-->
These old forums are deprecated now and set to read-only. We are waiting for you on our new forums!
More modern, Discourse-based and with GitHub/Google/Twitter authentication built-in.

All times are UTC - 5 hours [ DST ]



Forum locked This topic is locked, you cannot edit posts or make further replies.  [ 29 posts ]  Go to page 1, 2  Next
Author Message
 Post subject: Bypassing the cache to improve performance
PostPosted: Tue Aug 31, 2004 3:38 am 
Regular
Regular

Joined: Fri Dec 12, 2003 2:09 pm
Posts: 84
Location: San Francisco, USA
Our application processes large volumes of data. For certain batch processing use cases, we have found that the Session cache overhead required to flush() the cache before queries is prohibitively expensive. In the short run, we are fixing things by disabling auto-flush.

However, what we'd really like to do is use Hibernate to load data into the JVM without having persistent objects saved in any caches.

We imagine being able to load individual objects by ID and sets of objects via queries, passing a "no cache" flag to inform Hibernate that it need not concern itself with managing the persistent state of the returned Java objects. We get to continue to utilize the great/fast JDBC mapping and HQL functionality of Hibernate and don't pollute our code with lots of direct JDBC calls.

We also have some use cases where we delete objects via a query, which also triggers a flush. Here, we'd again like a "bypass cache" flag to inform Hibernate that it can bypass the cache and execute the query without flushing.

What do people think about this kind of thing? Perhaps trying to fit this functionality into the Session API is the wrong way to go about this - we'd be happy with some other route to performing bulk load and update operations without incurring the overhead of cache management.

-- Data rows --

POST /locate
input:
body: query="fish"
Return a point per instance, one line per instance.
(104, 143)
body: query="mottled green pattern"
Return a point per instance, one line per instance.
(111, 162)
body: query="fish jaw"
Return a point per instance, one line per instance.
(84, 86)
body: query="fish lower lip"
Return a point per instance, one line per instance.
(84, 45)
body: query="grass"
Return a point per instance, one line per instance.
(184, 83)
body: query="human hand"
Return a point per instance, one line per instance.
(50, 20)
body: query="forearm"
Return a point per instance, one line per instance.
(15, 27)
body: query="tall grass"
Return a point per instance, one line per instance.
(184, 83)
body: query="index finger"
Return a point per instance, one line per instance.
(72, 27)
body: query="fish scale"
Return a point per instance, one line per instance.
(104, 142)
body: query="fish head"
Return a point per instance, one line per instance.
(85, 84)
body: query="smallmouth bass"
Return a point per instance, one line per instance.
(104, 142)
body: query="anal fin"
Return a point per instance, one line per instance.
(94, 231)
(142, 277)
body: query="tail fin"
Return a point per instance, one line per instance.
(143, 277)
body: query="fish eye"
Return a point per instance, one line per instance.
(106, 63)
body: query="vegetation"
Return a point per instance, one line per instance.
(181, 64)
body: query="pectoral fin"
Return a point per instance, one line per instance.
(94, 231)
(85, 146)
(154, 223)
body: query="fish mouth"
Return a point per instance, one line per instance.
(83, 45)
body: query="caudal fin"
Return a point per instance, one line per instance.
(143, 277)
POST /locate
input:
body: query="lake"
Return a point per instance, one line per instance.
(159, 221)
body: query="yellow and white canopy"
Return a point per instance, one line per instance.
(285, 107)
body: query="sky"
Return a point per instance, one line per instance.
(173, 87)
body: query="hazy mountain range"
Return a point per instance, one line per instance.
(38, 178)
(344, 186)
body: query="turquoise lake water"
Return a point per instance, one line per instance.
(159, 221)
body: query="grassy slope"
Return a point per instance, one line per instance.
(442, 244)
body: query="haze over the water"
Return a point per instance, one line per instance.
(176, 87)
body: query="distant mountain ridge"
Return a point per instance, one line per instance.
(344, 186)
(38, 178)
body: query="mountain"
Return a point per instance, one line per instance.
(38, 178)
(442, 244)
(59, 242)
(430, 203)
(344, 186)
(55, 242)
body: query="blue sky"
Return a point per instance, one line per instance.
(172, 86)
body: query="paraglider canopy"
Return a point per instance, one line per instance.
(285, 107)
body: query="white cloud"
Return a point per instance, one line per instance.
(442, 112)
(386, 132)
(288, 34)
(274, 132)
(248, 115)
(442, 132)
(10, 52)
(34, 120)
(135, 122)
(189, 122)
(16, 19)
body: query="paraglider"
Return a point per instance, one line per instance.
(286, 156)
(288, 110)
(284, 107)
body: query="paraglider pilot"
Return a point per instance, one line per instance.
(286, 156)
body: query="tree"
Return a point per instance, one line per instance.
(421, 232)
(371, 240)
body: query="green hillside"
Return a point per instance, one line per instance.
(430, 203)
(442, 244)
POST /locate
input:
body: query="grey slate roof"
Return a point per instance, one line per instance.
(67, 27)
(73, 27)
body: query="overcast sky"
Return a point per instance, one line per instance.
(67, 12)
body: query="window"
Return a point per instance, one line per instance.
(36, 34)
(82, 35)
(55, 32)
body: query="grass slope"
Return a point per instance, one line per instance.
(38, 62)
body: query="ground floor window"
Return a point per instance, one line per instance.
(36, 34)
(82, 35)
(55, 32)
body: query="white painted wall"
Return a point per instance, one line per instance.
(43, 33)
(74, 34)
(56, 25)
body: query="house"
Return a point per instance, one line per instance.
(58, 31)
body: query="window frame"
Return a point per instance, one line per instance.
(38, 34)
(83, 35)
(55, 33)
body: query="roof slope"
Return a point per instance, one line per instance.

-- Problem to work on --
In the forum post about bypassing the cache, what is the team doing in the short run to deal with the cost of flushing before queries?

-- Task solution --
They are disabling auto-flush.